## Aim
Copy the stretch of the Saskatchewan myth book review from "False Expectations centers" through "in Canada's history." word for word.

## Page
____________________
False Expectations: Politics and the Pursuit of the Saskatchewan Myth.


Walby, Kevin


False Expectations: Politics and the Pursuit of the Saskatchewan Myth. Dale Eisler. Regina: CPRC Press, 2006. $24.95 sc. 251 pp.

False Expectations centers around an idea of the Saskatchewan myth: that Saskatchewan is a bountiful land where success can be achieved. For Eisler (p. xi), "this belief in a greater future is at the core of Saskatchewan identity." The argument is that the myth can never be actualized. Saskatchewan is no El Dorado, though it often has been depicted as a lucrative promised land in national and provincial propaganda. This book will interest lay and scholarly readers concerned with Saskatchewan's place in Canada's history.

Eisler's lucid history traces key events related to Saskatchewan's political and economic history. Early surveyors like John Palliser in the late 1850s declared the mid-west a desert unfit for "civilized man." In the 1870s, John Macoun described the prairies as a fertile region that could sustain large populations. Immigration advertisements in Europe claimed the prairies could support 50 million people. However, western settlers were kept as an economic colony of central Canada through various federal governments' commitment to high tariffs. Eisler writes that "the farm economy would create the wealth that would be cycled from abroad into the tariff-protected manufacturing economy of central Canada" (p. 27). Highly fluctuating incomes of agriculture settlements made the elevated charges of farming difficult to shoulder. The Seed Grain Act of 1908 and the Hail Insurance Act of 1912 sought to provide farmers some protection from crop failure and damage. Groups like the Saskatchewan Agriculture Credit Commission believed co-operation should be the guiding principle of the Saskatchewan farm economy. Growing connections between farming and labour politics allowed for the creation of the Co-operative Commonwealth Federation (CCF) and the writing of the Regina Manifesto. Eisler chronicles Tommy Douglas' Fabian leadership of the CCF through the 1940s and 1950s, the creation of the initial Crown Corporations, the development of a public health-care system, and the move toward developing a natural resource sector with the rise to power of Ross Thatcher's Liberals.
____________________
## Raw data
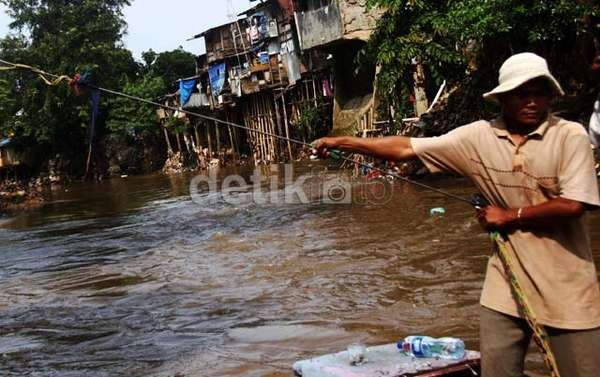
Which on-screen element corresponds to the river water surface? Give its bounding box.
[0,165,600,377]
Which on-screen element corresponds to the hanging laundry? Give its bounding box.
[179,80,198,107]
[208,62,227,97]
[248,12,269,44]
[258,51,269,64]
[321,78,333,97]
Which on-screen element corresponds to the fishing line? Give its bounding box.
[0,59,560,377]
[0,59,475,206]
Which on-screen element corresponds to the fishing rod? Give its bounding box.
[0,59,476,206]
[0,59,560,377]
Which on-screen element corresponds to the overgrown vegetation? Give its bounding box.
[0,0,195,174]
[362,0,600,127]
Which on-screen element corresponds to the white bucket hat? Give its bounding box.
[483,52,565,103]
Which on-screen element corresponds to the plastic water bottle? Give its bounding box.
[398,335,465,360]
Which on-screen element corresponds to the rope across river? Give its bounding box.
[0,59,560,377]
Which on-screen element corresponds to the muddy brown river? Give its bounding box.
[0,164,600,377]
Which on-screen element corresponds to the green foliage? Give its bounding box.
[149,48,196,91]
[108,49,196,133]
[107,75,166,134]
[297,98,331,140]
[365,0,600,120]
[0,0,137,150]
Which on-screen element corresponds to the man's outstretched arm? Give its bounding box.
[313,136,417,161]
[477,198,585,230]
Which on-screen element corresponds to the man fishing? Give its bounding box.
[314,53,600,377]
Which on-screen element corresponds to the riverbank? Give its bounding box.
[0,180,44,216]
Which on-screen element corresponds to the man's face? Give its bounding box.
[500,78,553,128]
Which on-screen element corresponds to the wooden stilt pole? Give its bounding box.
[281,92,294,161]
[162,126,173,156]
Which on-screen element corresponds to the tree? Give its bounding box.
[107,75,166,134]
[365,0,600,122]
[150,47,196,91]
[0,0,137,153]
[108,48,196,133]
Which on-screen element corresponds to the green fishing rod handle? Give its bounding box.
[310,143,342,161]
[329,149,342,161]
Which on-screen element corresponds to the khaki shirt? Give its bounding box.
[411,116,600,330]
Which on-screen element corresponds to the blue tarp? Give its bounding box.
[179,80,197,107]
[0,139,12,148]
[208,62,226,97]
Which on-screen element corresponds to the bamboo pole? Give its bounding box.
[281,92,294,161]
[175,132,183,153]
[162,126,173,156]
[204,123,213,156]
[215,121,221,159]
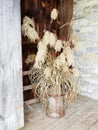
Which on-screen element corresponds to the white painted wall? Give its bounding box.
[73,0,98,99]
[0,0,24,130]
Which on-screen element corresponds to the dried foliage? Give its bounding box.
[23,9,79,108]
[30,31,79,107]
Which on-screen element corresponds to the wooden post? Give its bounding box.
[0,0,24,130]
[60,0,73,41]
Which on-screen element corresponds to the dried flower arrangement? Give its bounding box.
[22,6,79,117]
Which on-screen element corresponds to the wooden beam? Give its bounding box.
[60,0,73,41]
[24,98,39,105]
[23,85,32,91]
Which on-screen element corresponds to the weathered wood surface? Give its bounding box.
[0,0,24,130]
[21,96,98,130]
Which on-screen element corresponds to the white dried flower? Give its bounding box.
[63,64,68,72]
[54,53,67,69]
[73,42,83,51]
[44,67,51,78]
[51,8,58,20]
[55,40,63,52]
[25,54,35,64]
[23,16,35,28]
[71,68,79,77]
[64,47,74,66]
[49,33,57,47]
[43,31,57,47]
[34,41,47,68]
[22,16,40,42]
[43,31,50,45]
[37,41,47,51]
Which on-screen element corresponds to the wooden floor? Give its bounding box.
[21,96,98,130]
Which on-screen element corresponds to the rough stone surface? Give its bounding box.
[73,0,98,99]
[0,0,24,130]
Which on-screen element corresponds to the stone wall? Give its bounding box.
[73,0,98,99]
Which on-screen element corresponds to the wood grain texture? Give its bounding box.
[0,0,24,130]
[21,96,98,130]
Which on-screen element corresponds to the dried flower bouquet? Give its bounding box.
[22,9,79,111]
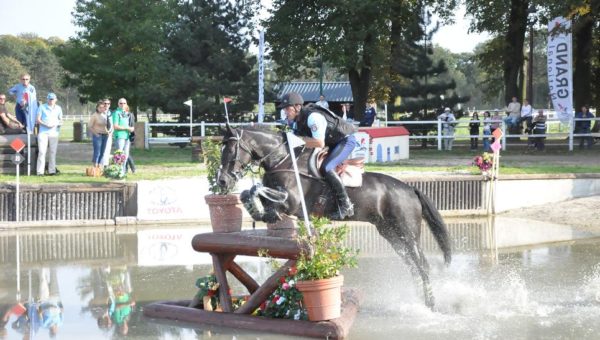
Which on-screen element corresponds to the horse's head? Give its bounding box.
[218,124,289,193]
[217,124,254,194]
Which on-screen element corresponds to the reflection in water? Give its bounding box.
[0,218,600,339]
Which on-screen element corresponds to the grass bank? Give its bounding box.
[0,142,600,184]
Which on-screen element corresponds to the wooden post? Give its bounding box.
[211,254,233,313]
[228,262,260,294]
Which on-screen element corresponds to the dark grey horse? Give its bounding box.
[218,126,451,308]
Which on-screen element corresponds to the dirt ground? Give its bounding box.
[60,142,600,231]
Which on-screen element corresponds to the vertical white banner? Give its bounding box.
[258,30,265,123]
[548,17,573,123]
____________________
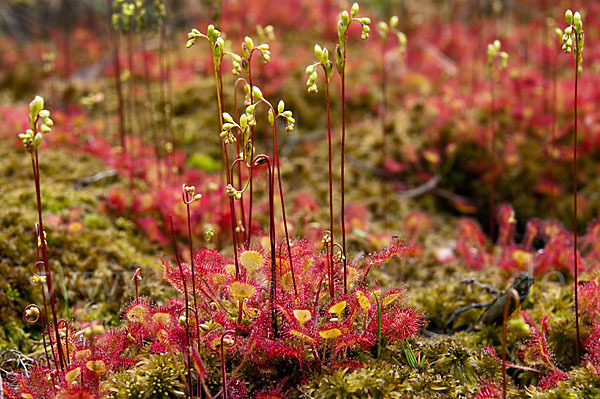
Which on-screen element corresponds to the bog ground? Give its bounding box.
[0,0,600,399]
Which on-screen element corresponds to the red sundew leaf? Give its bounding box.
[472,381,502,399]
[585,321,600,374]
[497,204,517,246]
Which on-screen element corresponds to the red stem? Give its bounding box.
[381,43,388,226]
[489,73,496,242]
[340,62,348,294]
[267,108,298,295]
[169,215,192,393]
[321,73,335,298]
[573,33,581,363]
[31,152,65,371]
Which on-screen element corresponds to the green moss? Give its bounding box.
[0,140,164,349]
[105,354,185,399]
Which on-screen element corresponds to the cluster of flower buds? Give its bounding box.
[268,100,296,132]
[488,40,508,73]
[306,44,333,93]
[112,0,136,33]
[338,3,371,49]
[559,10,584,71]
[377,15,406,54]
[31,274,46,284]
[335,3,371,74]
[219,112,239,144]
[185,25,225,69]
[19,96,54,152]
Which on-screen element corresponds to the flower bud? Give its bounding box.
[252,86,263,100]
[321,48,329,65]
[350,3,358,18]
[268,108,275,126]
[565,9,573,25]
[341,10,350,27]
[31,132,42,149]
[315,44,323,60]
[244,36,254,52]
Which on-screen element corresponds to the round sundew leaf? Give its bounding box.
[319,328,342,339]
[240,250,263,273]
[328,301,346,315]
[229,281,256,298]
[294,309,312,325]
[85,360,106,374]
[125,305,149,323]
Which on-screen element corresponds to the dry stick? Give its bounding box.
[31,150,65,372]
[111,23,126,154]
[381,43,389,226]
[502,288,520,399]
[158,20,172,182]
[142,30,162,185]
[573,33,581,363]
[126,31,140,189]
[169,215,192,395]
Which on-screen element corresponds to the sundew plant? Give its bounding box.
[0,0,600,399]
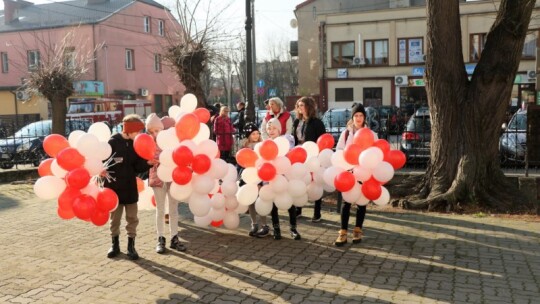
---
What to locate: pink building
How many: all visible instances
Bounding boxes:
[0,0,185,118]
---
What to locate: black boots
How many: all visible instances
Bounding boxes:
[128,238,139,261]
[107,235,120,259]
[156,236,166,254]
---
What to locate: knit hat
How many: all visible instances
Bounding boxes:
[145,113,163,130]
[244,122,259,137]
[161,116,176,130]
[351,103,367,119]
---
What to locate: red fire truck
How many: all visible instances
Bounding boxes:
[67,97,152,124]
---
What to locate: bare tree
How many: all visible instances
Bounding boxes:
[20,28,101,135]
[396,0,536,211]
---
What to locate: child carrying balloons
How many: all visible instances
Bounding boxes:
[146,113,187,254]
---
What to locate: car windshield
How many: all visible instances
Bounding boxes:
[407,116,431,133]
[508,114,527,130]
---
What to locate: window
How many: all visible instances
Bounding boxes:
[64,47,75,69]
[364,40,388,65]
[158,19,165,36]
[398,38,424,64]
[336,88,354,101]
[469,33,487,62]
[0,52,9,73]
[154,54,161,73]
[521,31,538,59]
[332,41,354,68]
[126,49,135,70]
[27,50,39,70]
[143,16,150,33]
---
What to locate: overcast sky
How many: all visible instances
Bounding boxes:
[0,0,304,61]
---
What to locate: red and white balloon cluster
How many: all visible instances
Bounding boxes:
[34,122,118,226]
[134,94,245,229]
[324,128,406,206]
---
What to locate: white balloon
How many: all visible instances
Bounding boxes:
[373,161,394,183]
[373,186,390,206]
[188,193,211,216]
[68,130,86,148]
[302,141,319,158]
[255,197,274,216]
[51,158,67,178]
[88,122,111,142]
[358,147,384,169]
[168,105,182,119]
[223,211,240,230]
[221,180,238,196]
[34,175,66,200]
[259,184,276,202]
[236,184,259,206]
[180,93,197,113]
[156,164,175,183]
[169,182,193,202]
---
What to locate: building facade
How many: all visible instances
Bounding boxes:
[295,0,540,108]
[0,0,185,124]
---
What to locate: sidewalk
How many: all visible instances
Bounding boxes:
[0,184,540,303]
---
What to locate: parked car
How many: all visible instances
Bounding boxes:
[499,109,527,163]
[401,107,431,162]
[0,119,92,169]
____________________
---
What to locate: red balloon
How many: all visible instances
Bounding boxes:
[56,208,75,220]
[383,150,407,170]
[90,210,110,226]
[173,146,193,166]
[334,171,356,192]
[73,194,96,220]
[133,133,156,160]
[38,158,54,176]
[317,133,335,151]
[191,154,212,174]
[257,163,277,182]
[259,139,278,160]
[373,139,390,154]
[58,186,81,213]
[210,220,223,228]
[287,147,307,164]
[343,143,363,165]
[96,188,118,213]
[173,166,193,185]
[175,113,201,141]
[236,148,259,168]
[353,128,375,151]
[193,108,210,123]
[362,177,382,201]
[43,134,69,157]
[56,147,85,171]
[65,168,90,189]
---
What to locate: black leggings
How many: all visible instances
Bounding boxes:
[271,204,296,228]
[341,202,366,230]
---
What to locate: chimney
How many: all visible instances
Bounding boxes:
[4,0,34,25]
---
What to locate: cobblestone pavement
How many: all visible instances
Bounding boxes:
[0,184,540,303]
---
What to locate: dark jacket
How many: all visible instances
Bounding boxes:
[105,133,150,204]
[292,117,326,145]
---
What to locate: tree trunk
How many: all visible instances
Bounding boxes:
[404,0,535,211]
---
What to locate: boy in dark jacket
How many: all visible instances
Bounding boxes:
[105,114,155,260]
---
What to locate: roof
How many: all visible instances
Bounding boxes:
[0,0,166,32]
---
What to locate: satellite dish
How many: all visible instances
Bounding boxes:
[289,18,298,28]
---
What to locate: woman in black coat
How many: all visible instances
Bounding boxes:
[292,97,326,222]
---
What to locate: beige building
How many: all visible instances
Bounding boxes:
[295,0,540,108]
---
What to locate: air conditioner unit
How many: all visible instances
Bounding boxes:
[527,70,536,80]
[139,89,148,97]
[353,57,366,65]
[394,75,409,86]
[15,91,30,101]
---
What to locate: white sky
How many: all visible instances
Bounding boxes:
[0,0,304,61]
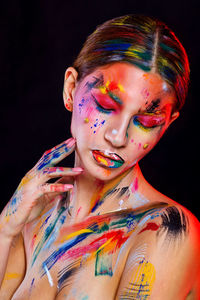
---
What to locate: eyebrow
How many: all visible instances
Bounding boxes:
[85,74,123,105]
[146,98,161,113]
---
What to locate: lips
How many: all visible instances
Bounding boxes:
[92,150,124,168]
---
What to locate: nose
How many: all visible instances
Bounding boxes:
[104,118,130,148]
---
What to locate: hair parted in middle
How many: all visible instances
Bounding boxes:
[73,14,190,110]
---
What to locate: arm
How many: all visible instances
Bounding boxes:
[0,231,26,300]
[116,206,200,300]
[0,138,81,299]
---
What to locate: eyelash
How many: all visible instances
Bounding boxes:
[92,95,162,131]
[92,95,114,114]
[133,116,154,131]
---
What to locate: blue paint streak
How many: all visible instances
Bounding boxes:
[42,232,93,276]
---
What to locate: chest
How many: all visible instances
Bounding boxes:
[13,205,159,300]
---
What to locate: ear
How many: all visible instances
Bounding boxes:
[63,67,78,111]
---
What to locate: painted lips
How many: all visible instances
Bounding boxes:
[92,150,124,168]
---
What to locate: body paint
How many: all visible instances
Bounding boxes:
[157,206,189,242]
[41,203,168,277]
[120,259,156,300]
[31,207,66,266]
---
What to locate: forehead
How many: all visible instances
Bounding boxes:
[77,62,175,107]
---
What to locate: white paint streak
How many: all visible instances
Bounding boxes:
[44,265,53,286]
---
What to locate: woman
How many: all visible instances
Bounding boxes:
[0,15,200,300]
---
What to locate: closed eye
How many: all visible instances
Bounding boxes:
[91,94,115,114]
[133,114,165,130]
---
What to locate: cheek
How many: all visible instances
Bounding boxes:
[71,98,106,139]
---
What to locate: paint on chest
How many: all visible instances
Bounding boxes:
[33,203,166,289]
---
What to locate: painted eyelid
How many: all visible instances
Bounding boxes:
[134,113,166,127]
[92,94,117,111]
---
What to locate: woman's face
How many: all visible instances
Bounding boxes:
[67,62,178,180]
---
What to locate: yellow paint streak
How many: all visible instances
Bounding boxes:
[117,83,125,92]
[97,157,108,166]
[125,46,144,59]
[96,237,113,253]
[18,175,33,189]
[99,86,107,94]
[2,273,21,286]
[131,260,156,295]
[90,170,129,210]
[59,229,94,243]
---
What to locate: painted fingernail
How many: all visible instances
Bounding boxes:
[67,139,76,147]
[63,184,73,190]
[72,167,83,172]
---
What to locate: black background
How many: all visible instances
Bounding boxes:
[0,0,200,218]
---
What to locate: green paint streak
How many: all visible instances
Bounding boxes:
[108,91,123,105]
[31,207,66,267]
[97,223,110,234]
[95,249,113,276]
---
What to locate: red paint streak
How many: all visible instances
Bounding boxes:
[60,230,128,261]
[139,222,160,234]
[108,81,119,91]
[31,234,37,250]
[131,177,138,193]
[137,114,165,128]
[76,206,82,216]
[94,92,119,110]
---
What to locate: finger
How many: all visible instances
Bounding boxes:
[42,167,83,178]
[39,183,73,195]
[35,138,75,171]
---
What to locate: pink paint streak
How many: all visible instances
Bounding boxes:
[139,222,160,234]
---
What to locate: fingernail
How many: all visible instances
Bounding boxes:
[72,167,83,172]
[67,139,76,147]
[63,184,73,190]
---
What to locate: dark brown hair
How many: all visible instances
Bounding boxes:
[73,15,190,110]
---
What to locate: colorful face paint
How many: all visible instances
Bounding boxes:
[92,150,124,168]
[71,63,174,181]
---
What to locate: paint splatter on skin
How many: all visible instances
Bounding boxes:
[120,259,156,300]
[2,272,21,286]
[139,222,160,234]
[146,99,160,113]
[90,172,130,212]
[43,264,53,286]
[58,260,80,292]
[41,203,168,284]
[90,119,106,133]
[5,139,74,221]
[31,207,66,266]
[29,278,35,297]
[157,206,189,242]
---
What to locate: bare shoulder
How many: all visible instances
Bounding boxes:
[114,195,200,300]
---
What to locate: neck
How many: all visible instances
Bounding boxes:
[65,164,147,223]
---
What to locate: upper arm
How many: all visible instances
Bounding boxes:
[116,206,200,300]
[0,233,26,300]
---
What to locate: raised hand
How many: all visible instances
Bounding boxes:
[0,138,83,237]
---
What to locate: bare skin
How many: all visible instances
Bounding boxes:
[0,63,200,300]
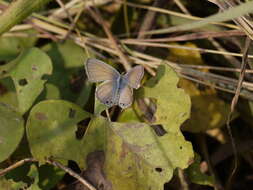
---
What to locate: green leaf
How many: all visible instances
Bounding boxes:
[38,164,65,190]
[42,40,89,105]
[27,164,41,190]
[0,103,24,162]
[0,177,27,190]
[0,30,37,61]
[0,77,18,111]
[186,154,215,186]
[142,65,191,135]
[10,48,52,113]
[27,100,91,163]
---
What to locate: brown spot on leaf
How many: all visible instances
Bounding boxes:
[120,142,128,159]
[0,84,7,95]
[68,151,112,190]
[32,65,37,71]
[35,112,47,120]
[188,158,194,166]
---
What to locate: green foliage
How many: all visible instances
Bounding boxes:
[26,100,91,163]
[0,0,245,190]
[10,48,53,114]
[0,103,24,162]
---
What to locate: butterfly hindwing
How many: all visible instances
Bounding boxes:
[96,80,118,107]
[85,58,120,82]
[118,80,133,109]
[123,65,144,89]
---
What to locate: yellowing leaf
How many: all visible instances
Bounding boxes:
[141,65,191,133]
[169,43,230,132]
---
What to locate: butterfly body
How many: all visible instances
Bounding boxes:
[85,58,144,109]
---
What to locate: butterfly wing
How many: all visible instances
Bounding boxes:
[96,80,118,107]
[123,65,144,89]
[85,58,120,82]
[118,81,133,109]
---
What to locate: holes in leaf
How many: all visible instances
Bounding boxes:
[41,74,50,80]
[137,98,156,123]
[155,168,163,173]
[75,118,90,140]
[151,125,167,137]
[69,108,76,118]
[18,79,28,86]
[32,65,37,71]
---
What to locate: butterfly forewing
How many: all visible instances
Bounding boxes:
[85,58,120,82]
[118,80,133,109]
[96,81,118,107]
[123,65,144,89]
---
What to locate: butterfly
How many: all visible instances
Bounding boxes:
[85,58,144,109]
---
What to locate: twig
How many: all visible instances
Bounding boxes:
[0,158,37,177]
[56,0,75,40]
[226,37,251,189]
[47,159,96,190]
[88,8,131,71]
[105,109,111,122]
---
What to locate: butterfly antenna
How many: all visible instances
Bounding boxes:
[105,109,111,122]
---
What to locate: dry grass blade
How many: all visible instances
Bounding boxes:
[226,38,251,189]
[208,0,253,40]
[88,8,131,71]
____________________
## The completed task
False Expectations centers around an idea of the Saskatchewan myth: that Saskatchewan is a bountiful land where success can be achieved. For Eisler (p. xi), "this belief in a greater future is at the core of Saskatchewan identity." The argument is that the myth can never be actualized. Saskatchewan is no El Dorado, though it often has been depicted as a lucrative promised land in national and provincial propaganda. This book will interest lay and scholarly readers concerned with Saskatchewan's place in Canada's history.